### What is expected
From the line with "of the blonde" to the final line of the records, reproduce every line exactly and only those lines.

* Begin Supplied material *

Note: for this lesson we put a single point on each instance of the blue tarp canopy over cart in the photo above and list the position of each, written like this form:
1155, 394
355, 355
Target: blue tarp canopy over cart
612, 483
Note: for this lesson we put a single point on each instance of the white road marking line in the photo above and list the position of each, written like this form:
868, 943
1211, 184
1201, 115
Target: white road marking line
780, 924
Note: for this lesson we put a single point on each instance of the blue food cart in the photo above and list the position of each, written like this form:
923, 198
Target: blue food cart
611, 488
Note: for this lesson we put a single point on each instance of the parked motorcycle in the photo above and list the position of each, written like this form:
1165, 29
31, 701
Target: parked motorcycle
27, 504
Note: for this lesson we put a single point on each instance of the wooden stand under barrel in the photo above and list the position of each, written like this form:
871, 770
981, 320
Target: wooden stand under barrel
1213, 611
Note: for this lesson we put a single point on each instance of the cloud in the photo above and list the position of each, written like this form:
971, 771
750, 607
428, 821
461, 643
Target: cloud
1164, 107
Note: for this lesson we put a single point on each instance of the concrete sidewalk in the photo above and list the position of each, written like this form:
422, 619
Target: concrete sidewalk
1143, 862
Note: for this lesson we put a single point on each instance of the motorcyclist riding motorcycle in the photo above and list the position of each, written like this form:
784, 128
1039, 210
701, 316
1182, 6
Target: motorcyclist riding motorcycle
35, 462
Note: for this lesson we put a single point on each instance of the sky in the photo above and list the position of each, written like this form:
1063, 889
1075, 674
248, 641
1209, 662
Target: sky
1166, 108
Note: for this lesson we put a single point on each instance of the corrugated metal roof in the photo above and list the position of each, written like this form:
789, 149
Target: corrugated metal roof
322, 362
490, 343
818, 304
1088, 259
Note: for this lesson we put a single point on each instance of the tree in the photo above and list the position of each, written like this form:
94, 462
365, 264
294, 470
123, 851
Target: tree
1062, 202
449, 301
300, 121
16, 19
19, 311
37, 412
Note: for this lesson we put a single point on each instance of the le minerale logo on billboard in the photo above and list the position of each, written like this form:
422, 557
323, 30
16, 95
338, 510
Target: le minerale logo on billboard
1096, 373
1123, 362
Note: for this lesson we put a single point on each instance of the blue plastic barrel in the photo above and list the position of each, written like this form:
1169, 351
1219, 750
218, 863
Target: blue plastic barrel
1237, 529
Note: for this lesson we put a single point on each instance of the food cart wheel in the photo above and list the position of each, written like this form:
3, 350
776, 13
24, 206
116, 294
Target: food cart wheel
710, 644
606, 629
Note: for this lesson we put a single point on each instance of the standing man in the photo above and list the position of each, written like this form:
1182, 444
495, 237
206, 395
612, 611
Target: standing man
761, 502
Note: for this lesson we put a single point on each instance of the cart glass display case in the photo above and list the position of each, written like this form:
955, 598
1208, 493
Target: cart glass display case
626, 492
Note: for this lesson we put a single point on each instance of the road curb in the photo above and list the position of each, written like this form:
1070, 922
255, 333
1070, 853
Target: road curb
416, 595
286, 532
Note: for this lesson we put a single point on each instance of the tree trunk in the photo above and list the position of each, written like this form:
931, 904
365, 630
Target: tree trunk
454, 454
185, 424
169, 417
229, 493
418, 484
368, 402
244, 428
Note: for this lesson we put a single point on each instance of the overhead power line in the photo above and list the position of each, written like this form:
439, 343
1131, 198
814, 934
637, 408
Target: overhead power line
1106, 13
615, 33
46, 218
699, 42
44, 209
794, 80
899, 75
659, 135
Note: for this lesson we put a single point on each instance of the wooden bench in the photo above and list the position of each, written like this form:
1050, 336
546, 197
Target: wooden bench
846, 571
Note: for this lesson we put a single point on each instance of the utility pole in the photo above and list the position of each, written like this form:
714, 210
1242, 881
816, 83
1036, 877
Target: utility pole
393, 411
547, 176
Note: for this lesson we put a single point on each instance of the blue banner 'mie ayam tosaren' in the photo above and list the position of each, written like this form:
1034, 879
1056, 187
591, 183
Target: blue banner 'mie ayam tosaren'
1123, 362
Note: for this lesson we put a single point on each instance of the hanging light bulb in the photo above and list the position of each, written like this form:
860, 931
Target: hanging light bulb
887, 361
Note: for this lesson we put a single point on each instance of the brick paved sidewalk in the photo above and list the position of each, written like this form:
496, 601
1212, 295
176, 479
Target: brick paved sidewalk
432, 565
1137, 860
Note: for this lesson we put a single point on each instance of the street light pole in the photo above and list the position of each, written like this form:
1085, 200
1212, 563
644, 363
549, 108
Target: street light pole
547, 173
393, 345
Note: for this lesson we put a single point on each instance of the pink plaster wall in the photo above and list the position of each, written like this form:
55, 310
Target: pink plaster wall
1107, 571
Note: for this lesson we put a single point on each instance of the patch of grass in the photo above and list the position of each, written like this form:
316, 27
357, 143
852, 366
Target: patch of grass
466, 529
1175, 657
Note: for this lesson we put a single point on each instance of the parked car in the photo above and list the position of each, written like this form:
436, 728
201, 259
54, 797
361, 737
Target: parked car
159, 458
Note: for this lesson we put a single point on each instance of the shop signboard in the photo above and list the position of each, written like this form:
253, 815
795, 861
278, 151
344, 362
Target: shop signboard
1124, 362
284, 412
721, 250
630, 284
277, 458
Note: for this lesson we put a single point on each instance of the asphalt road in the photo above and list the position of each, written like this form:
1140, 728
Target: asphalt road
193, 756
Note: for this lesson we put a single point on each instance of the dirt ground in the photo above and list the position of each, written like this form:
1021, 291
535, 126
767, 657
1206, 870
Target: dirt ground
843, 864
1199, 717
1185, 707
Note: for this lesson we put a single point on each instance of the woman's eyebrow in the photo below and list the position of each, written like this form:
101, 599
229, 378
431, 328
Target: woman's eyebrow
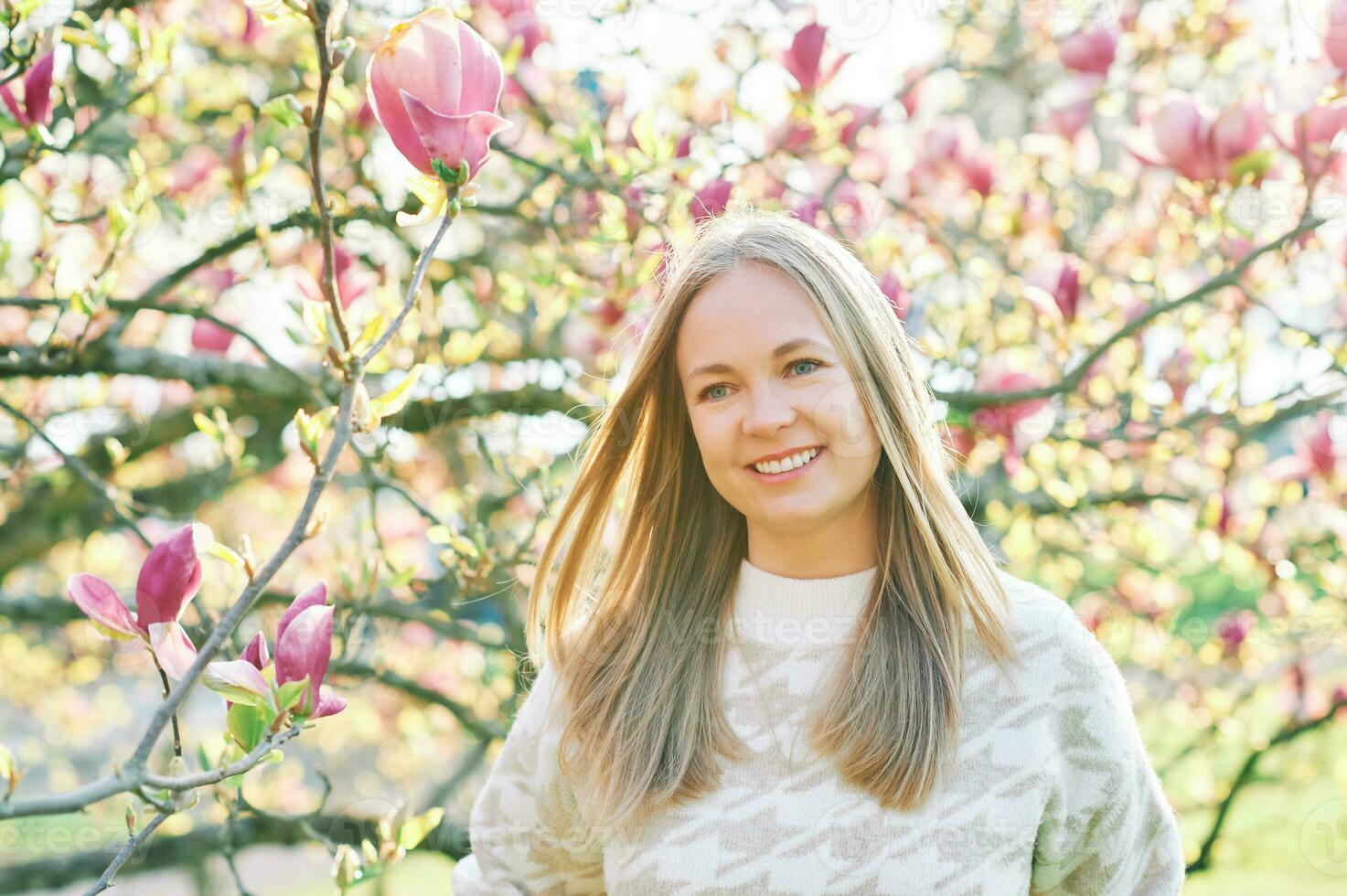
786, 347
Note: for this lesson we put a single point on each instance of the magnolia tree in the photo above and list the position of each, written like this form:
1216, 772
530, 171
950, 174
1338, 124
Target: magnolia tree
242, 352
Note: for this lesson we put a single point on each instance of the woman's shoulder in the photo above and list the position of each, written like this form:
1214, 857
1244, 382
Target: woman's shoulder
1050, 636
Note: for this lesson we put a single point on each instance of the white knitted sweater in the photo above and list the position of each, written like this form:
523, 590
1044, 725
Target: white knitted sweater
1053, 790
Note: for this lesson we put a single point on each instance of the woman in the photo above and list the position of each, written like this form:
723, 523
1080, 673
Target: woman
806, 677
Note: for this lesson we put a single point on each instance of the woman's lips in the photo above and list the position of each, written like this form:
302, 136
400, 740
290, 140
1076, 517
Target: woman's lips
789, 475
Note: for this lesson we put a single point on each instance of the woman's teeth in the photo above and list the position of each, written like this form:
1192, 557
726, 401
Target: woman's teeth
786, 463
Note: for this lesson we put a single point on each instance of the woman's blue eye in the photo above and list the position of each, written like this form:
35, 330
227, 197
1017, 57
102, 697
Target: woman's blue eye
703, 394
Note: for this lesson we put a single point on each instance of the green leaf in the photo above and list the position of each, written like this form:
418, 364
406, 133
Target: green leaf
395, 399
225, 552
284, 110
288, 694
207, 424
247, 724
1256, 162
413, 830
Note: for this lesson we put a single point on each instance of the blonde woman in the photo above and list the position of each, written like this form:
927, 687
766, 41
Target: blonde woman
805, 676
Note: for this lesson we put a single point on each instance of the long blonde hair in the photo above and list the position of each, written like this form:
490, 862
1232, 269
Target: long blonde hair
638, 657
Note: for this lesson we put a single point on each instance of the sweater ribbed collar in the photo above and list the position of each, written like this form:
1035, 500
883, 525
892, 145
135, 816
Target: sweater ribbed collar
799, 612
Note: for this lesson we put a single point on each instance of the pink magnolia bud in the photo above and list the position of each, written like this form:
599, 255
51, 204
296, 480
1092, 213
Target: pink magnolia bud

* End Supplied material *

### Written response
Note: for this lesson we put a single point on each instance of the blonde woman in the photo above and list the position of each, written like this form:
927, 687
766, 41
Target: blonde woman
805, 676
Note: for this lesson we put a single point on each instance of the long blonde hair in the photo above and list the position of each, written like this form:
490, 862
1232, 269
Target: long blonde hair
638, 657
Note: for this lesson we put a single point on each instance of the sweater ribbed collar in the photo above and list the position of each, written like this form:
1035, 500
883, 525
892, 145
135, 816
Target: sweater ribbed collar
799, 612
Note: for this lesson we put a single point on each instance of the pink magnolia bud in the photo above and list the position of each, written like this form:
599, 255
51, 204
296, 480
1092, 213
Target: pink magnolia bud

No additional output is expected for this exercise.